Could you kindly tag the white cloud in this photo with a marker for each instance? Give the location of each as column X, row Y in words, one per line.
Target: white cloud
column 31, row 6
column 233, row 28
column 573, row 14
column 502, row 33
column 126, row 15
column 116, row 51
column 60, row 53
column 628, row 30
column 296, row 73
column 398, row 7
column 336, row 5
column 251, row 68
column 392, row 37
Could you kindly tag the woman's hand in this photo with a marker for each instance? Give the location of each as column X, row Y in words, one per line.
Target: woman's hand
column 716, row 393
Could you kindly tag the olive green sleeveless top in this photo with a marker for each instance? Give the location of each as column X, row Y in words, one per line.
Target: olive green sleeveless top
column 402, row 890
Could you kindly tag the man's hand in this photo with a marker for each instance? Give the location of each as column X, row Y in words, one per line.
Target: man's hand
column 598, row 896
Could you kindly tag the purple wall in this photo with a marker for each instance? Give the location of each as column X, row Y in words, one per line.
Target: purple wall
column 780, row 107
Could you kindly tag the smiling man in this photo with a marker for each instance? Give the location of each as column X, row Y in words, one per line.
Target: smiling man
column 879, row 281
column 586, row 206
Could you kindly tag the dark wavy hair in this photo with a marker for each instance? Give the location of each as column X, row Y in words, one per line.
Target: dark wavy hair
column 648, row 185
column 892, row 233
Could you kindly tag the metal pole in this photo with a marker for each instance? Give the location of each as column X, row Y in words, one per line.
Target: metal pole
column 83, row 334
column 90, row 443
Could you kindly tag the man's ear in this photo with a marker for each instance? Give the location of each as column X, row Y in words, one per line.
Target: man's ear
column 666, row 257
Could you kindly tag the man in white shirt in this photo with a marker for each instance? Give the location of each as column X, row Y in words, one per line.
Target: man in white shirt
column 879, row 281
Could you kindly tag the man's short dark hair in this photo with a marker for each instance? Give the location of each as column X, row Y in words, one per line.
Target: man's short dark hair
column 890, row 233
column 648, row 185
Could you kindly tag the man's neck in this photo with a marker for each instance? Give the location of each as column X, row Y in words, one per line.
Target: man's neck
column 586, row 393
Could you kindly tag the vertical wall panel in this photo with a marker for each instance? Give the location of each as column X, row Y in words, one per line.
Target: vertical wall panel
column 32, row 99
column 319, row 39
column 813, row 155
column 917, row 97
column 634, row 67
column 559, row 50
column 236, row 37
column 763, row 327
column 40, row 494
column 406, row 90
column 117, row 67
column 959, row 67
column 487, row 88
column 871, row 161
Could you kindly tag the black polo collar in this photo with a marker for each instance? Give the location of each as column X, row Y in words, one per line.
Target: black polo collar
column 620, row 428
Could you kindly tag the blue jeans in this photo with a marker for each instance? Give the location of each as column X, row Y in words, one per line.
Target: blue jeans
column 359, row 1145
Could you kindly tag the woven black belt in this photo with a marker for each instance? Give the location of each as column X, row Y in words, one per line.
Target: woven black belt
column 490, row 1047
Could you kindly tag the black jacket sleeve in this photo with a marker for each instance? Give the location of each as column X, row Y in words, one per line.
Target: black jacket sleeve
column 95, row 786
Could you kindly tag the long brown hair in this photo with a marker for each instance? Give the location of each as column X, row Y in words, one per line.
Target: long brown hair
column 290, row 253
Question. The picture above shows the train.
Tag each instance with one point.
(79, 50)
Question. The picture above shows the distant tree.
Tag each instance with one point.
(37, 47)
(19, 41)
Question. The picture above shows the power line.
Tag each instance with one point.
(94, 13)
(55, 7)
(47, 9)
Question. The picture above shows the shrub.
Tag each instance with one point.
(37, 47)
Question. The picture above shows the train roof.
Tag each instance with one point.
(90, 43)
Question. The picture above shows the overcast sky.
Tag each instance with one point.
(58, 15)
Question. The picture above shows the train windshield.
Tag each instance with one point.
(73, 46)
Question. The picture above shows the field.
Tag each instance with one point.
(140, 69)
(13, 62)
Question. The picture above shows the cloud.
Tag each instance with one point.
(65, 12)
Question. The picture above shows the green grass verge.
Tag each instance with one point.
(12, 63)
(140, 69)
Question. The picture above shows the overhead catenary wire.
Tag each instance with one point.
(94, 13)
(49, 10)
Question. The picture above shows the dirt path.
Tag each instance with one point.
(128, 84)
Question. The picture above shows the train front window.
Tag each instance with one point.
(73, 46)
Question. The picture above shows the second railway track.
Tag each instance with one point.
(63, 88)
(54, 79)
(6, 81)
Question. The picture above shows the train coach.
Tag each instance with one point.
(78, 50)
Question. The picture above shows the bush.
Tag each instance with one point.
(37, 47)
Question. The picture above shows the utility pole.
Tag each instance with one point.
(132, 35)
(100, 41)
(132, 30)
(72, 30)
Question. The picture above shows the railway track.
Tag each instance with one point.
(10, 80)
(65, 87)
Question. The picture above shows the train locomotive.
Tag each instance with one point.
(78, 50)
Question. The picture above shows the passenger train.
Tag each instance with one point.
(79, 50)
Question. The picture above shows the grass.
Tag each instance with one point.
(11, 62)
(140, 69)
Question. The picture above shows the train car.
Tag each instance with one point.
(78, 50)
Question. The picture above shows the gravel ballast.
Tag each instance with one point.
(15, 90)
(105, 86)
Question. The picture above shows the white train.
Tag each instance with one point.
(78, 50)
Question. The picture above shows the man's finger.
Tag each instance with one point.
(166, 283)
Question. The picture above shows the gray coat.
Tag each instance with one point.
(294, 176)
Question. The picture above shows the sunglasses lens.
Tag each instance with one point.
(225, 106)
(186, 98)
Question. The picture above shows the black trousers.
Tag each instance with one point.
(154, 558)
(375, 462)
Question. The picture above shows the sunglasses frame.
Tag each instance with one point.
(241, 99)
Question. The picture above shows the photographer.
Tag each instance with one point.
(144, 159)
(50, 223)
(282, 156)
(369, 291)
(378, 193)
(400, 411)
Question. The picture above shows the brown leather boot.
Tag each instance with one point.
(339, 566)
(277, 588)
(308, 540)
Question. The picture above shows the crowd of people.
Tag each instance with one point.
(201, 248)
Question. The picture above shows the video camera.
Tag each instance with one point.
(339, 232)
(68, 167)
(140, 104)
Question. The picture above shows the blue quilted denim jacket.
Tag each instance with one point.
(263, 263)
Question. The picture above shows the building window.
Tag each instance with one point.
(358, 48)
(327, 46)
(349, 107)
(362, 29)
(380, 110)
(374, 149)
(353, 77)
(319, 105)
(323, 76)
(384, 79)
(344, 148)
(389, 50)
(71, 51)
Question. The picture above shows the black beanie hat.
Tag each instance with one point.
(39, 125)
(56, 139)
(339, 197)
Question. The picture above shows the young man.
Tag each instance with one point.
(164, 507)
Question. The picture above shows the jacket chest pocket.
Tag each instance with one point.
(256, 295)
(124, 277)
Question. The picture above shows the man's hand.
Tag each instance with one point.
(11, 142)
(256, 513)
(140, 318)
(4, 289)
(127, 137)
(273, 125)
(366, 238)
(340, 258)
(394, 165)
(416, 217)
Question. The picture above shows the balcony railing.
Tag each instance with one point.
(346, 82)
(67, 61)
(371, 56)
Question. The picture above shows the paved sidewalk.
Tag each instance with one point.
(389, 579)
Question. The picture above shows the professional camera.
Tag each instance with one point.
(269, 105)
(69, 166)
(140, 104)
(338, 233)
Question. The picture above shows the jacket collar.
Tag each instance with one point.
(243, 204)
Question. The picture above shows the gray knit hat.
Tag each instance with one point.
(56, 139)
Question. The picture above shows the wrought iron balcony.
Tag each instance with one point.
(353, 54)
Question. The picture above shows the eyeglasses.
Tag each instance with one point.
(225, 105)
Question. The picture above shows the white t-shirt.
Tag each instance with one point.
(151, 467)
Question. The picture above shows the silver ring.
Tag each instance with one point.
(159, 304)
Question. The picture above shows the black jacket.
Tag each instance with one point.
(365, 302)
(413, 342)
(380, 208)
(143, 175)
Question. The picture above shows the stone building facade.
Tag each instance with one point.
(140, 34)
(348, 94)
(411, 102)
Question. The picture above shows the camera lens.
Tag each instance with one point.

####

■ Task objective ■
Wherever the line holding "Question. The picture above shows the power" falls in the entries above, copy exactly from it through the line holding "Question. The picture above shows the train locomotive.", inclusive, and add nothing.

■ Output for this exercise ■
Question. The picture above shows the power line.
Tag each instance with one point.
(94, 13)
(55, 7)
(47, 9)
Question. The picture above shows the shrub.
Tag each instance with one point.
(37, 47)
Question. The picture above shows the train roof.
Tag each instance with one point.
(90, 43)
Question. The picture above shows the overcast sky.
Tag each instance with one point.
(58, 15)
Question. The picture above shows the train windshield.
Tag each instance with one point.
(73, 46)
Question. The picture above shows the field.
Tag each instance with one point.
(140, 69)
(13, 62)
Question. The picture above shows the cloud.
Tag each instance with one point.
(65, 12)
Question. The picture above shows the green grass verge.
Tag each instance with one point.
(12, 63)
(140, 69)
Question. The picture above shows the overhead catenary wire.
Tag each instance with one point.
(94, 13)
(49, 10)
Question. The picture above shows the dirt path.
Tag each instance with one point.
(128, 84)
Question. The picture above shows the train front window.
Tag each instance with one point.
(73, 46)
Question. The picture above shows the second railway track.
Tag each instance with one point.
(63, 88)
(54, 79)
(6, 81)
Question. The picture above shows the train coach.
Tag each instance with one point.
(78, 50)
Question. The picture above shows the bush.
Tag each instance with one point.
(37, 47)
Question. The picture above shows the utility pole.
Tag each instance with one point.
(132, 35)
(100, 41)
(132, 30)
(72, 30)
Question. The picture above shows the railway track.
Tag each instance with one point.
(10, 80)
(65, 87)
Question. The picture above shows the train locomotive.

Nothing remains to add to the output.